(WORK TASK):
Continue the passage on Detroit's finances and unions from where it stops.

(PASSAGE):
----
To help put things in perspective, Detroit has a population of 713,777 with 12,900 city employees and a 55:1 residents per city employee ratio. Conversely, Charlotte, NC, has a population of 731,424 and just 6,703 city employees — a 109:1 ratio.

Clearly, despite the politicizing and partisanship amongst certain news outlets, the problem for Detroit is not that their government is too small. The problem is inefficiency, corruption, and mismanagement.

Getting back to Ms. Harris-Perry’s comments about Detroit not having a tax base, the city actually has the highest local tax rates in the state of Michigan. The Great Lakes State by itself has a 9.7 percent income tax rate, but individual cities also levy their own income taxes.

Most cities have a 1 percent tax on residents and a 0.5 percent tax on non-residents, but four cities (Detroit, Grand Rapids, Highland Park, and Saginaw) have different rates. Of those, Detroit has a 2.5 percent individual income tax for residents, and a 1.25 percent tax on non-residents. Perhaps higher taxes aren’t good for business after all.

Unions

In the debate over Detroit, most seem quick to defend the unions. However, a closer look at the unions in Detroit suggests that their hands aren’t so clean.

In his piece for Forbes.com, Detroit Gave Unions Keys To The City, And Now Nothing Is Left, Kyle Smith dives into the corruption of unions and how they have dragged down Detroit:

The DWSD has more than twice as many employees per gallon of water pumped as that other paragon of Midwestern governance, Chicago. An independent report said four out of five employees in the bloated department were redundant and discovered a thicket of union regulations driving up costs.

Smith continues:

The Detroit Service Employees’ International Union did even better, soaking individuals for its own purposes. It arranged to corral thousands of people receiving Medicaid payments to care for sick friends or relatives into its union, for the purpose of charging these people dues […] From 2008 to 2011, health insurance costs for Detroit employees and retirees have jumped 62% to $186 million a year, the Detroit Free Press reported.

Of course, many will argue that unions have played a leading role in raising worker wages and making life for workers better, and point out that as union membership has declined over the years, wages have gone down or remained stagnant. While half true, this claim is rather misleading.

Overall, worker compensation (wages + benefits [like healthcare]) has been driving steadily uphill for the last several decades, while union membership continues to fall.
----
(EXCERPTED DATA):
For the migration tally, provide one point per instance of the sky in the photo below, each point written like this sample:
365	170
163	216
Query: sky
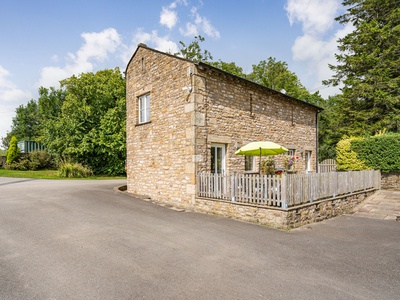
45	41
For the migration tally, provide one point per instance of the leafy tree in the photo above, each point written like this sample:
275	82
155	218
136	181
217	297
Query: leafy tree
276	75
231	68
90	128
368	66
13	151
193	51
329	127
25	124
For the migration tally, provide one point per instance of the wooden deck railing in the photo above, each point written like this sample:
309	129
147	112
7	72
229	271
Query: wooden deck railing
284	190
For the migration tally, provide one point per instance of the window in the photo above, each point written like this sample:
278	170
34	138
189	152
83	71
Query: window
217	158
249	163
144	109
308	161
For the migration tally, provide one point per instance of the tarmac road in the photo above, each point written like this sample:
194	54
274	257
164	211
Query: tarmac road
79	239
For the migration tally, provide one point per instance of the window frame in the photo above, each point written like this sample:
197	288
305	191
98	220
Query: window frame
251	160
144	109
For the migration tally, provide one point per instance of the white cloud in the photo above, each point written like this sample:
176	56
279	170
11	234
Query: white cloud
199	25
95	49
315	15
10	97
318	43
9	92
168	17
162	43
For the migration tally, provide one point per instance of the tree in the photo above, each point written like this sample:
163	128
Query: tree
231	68
330	129
13	151
368	66
90	127
193	51
25	124
276	75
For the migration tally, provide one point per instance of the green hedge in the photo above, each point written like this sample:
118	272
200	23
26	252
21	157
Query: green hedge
380	152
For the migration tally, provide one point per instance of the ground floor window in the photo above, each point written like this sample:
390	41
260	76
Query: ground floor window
308	161
218	152
249	163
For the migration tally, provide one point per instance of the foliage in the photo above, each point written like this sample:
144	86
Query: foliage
347	159
25	124
330	129
13	151
74	170
36	160
193	51
368	67
90	126
231	68
48	174
380	152
290	162
276	75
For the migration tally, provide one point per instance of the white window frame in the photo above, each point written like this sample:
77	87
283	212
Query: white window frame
291	152
308	161
251	161
219	168
144	109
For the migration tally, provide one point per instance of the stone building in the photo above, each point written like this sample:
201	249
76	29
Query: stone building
185	117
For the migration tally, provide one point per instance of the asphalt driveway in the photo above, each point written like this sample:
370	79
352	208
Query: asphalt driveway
82	240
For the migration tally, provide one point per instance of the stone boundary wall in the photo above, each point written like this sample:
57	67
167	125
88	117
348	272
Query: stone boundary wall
280	218
390	181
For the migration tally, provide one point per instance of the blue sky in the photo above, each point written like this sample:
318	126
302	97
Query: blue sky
44	41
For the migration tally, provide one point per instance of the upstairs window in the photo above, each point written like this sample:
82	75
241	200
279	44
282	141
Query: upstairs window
144	109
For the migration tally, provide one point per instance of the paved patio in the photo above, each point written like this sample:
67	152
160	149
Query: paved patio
384	204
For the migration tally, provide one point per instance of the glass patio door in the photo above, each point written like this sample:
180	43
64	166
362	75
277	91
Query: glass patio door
308	161
218	158
218	183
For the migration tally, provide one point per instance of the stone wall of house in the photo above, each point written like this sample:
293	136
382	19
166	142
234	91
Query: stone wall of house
280	218
234	112
193	106
390	181
159	153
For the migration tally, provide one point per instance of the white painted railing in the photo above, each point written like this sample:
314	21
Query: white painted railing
284	190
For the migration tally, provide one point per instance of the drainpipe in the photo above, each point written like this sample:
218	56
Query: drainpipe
316	142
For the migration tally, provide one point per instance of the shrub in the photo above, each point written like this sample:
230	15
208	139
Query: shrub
346	158
380	152
36	160
73	170
13	151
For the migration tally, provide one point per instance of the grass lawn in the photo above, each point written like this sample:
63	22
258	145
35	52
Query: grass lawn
48	174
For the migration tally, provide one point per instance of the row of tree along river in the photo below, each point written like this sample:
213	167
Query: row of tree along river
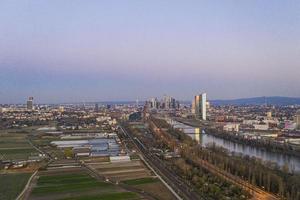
----
(RESPONSE FOR THIS EXERCISE):
Unions-Wages-600x383

To add insult to injury, along with the runaway corruption of unions, Detroit’s government has spent itself into oblivion. More specifically, one of its biggest issues was a large, vastly unfunded pension program.

According to a report by senior fellow at the Cato Institute, Michael Tanner:

The most obvious candidate is the city’s vast unfunded pension programs, which have been running deficits for years. Fully 99.6 percent of the city’s retiree health-care liabilities are unfunded, and the program generally pays 80 percent to 100 percent of retirees’ medical costs. From 2007 to 2012, the city’s two biggest pension programs paid out $3.3 billion more in benefits than they took in through contributions or investment income. Unfunded obligations account for $9.2 billion of Detroit’s $18 billion debt: $3.5 billion comes from the pension part and $5.7 billion comes from the retiree health-care liability.

It would appear that the Motor City’s woes come not from low taxes and small government, of which it does not have, but from expensive, unfunded big government programs. Paying for 80-100 percent of retirees medical costs, which has drowned them in debt, seems far more like a progressive policy than a free-market one.

Mr. Tanner also points out that while the public workforce has downsized in recent years, nearly one in fifteen residents still work for the city, giving Detroit it’s big and overstaffed government.

Again, it would appear Detroit’s government is not too small, but too big. So much so that it can barely afford to pay itself, let alone the pension program. Big spending that has drowned the city in debt, high taxes that have driven away business, and runaway Unions have caused Detroit’s plight.